## Written task
Pick out each row below that contains the word "white", and copy every such row in full.
======== Provided records ========
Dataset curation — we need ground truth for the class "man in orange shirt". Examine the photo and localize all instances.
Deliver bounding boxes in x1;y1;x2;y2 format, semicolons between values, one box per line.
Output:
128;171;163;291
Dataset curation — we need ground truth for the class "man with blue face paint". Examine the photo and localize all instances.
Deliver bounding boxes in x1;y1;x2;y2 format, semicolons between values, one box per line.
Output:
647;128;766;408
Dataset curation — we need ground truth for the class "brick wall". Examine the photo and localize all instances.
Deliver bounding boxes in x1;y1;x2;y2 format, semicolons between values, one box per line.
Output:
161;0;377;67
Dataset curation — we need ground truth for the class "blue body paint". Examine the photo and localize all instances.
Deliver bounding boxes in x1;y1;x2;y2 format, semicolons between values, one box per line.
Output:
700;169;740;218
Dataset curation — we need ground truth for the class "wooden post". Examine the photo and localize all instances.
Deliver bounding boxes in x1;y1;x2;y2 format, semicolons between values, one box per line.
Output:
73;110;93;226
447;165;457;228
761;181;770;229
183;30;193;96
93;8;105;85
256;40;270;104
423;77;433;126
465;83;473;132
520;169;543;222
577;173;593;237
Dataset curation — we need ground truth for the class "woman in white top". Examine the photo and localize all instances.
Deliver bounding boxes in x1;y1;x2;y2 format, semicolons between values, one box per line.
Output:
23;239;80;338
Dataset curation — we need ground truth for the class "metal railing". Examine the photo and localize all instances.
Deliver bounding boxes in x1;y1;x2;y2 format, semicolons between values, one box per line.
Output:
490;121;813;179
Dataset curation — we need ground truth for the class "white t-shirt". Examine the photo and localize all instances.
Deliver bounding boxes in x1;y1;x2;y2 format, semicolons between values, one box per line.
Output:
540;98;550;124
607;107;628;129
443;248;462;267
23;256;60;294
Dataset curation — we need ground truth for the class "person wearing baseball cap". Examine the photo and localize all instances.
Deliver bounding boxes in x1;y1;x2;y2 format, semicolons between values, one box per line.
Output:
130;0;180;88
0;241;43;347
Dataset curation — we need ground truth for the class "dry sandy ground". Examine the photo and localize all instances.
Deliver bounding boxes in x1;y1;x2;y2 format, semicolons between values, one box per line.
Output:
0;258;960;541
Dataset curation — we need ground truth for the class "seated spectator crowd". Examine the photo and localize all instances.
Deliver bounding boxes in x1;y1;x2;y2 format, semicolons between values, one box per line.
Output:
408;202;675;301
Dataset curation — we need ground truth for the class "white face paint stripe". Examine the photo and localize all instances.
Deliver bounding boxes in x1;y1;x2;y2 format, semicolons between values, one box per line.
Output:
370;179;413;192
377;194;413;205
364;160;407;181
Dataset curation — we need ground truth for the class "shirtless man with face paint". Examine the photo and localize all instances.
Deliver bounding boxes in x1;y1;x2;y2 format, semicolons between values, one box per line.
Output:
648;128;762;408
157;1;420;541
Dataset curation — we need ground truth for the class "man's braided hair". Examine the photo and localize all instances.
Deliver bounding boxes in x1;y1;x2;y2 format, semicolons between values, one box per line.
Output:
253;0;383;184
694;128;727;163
========
======== Provided records ========
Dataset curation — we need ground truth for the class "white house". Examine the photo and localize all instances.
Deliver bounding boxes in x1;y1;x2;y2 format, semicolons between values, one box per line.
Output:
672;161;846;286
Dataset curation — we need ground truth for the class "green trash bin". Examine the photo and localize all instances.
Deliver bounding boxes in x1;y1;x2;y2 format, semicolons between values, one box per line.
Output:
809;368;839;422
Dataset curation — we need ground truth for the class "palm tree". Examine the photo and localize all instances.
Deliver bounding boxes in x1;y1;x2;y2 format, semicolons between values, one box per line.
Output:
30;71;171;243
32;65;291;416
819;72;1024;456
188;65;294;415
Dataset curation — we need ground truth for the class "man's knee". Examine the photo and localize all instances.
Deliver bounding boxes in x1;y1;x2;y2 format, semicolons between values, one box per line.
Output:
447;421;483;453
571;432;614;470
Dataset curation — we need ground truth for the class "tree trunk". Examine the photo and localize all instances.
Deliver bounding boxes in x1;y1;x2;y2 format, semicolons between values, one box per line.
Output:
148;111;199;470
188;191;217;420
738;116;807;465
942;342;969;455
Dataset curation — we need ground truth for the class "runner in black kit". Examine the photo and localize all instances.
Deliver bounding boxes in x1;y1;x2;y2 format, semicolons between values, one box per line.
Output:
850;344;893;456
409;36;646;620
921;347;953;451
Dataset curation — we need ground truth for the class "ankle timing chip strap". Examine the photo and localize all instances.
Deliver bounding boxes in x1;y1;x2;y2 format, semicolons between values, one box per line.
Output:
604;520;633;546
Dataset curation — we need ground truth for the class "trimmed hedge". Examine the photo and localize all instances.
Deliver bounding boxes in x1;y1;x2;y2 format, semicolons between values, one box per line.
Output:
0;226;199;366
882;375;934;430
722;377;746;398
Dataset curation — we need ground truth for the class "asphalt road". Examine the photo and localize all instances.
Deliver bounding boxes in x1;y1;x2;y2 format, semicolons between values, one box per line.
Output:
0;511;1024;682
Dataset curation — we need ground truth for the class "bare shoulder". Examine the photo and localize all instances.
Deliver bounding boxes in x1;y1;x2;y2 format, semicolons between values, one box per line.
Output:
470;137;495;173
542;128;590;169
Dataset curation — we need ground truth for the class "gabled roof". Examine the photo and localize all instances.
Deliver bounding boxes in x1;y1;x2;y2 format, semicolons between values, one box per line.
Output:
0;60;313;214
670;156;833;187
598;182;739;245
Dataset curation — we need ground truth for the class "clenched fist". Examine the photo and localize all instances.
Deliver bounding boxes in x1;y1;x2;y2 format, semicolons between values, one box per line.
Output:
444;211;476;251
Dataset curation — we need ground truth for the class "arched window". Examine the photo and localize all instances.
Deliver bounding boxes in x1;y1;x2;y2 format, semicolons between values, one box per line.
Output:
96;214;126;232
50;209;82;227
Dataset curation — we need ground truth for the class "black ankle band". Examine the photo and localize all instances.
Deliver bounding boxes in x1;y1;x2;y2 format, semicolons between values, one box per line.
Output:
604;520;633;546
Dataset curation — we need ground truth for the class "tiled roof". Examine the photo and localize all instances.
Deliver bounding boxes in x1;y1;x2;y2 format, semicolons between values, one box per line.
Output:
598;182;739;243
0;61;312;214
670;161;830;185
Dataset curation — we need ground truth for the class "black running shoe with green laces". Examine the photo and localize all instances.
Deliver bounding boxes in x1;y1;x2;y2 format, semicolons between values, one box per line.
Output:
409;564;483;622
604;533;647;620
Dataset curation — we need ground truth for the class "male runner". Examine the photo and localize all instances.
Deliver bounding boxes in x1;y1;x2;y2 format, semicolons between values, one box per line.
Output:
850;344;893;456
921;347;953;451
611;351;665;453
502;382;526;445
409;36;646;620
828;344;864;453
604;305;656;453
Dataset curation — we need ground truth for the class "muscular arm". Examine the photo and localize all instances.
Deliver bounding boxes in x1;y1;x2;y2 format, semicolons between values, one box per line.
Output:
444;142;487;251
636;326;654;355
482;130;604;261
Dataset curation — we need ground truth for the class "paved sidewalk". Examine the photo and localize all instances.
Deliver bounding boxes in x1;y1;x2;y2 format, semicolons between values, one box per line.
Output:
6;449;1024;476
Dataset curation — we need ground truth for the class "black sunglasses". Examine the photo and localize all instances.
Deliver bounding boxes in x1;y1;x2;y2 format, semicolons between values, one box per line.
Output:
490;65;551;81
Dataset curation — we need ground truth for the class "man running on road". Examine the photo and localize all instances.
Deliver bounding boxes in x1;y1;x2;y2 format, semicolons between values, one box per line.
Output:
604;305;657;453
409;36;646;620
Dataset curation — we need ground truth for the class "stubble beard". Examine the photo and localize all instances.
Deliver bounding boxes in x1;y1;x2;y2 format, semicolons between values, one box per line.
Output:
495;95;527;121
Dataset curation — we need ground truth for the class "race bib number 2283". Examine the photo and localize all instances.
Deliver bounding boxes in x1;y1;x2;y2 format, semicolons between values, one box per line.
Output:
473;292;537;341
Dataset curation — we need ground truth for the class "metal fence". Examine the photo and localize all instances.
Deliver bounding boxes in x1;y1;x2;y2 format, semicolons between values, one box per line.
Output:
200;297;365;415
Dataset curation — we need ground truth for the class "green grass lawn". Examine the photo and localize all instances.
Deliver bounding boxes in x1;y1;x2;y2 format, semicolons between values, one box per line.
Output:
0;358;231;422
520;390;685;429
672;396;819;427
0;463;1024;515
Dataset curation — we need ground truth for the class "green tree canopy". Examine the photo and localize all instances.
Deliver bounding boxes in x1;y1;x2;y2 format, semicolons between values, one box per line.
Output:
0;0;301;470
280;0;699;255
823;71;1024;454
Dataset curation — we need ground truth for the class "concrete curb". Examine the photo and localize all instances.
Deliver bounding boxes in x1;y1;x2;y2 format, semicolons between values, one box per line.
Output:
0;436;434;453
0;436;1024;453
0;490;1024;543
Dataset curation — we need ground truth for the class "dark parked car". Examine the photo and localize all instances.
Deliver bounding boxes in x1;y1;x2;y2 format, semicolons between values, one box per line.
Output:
========
## Final result
Dataset curation — we need ground truth for the class "woman in white top". Examine the photo and localize all instances.
Dataset curation — we need ground truth for the class "white t-shirt". Examine the photo and localize all instances.
Dataset curation — we need ground truth for the class "white face paint stripe". Examine the photo and localize all instances.
Dataset curation — we need ground truth for the class "white house". Examine the photo and localize all instances.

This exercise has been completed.